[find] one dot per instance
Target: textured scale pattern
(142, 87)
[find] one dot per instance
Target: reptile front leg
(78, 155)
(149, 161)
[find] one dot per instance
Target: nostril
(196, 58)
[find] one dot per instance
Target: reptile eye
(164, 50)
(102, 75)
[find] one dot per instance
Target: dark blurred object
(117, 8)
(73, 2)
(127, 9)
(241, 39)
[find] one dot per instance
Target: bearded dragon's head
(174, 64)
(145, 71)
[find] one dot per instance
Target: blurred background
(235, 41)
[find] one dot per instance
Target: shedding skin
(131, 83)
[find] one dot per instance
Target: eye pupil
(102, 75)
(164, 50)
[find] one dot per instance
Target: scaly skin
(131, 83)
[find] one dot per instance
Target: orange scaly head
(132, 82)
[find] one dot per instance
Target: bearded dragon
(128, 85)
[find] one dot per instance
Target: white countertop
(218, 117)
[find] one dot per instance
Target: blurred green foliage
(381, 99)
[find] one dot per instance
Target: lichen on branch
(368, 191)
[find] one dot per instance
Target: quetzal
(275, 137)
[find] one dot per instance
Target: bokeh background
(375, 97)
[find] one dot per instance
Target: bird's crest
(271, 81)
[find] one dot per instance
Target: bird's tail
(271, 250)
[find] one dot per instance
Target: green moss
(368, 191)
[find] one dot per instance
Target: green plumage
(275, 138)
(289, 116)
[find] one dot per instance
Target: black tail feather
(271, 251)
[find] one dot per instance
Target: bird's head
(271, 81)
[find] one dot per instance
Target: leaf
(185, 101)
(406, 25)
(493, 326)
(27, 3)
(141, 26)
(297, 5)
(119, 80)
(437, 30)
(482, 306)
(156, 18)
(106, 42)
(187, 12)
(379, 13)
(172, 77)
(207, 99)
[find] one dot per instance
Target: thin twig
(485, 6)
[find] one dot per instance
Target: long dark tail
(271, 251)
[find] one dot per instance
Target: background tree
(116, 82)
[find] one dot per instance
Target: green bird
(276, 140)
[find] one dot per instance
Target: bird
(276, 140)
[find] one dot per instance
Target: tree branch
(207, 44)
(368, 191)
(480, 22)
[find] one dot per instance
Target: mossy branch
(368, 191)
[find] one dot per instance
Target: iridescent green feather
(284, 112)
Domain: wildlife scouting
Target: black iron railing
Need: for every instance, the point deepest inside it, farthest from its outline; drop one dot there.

▸ **Aim of the exercise**
Down to the last line, give the records again exactly.

▸ **Answer to the exercise**
[find] one dot per instance
Target: textured scale pattern
(142, 87)
[find] one dot per instance
Target: reptile front leg
(78, 155)
(149, 161)
[find] one dot per instance
Target: nostril
(196, 58)
[find] one dot per instance
Target: reptile eye
(164, 50)
(102, 75)
[find] one dot per instance
Target: dark blurred object
(117, 8)
(73, 2)
(127, 9)
(241, 39)
[find] one dot per instance
Target: bearded dragon's head
(174, 64)
(145, 71)
[find] one dot per instance
Target: blurred background
(235, 41)
[find] one dot per instance
Target: shedding skin
(131, 83)
[find] one dot per instance
Target: eye pupil
(102, 75)
(164, 50)
[find] one dot per instance
Target: scaly skin
(131, 83)
[find] one dot per instance
Target: orange scaly head
(132, 82)
[find] one dot per instance
Target: bearded dragon
(128, 85)
[find] one dot per instance
Target: white countertop
(218, 117)
[find] one dot per instance
Target: blurred green foliage
(381, 99)
[find] one dot per instance
Target: lichen on branch
(368, 191)
[find] one dot per instance
Target: quetzal
(275, 137)
[find] one dot per instance
Target: bokeh background
(375, 97)
[find] one dot per instance
Target: bird's crest
(271, 81)
[find] one dot per instance
Target: bird's tail
(271, 250)
[find] one dot per instance
Target: green moss
(368, 191)
[find] one dot per instance
Target: green plumage
(275, 138)
(289, 116)
[find] one dot per instance
Target: black tail feather
(271, 251)
[find] one dot per instance
Target: bird's head
(271, 81)
[find] one dot per instance
Target: leaf
(185, 101)
(406, 25)
(493, 326)
(27, 3)
(141, 26)
(297, 5)
(119, 80)
(437, 30)
(482, 306)
(156, 18)
(106, 42)
(187, 12)
(379, 13)
(172, 77)
(207, 99)
[find] one dot per instance
Target: thin twig
(485, 6)
[find] one dot per instance
Target: long dark tail
(271, 251)
[find] one dot per instance
Target: background tree
(116, 82)
[find] one dot per instance
Target: green bird
(276, 140)
[find] one dot per instance
Target: bird
(276, 140)
[find] one dot per instance
Target: tree branch
(207, 44)
(368, 191)
(480, 22)
[find] one dot per instance
Target: mossy branch
(368, 191)
[find] one dot per instance
Target: iridescent green feather
(284, 112)
Domain: wildlife scouting
Target: black iron railing
Need: for every instance, the point deepest inside it, farthest from its outline; drop one dot there.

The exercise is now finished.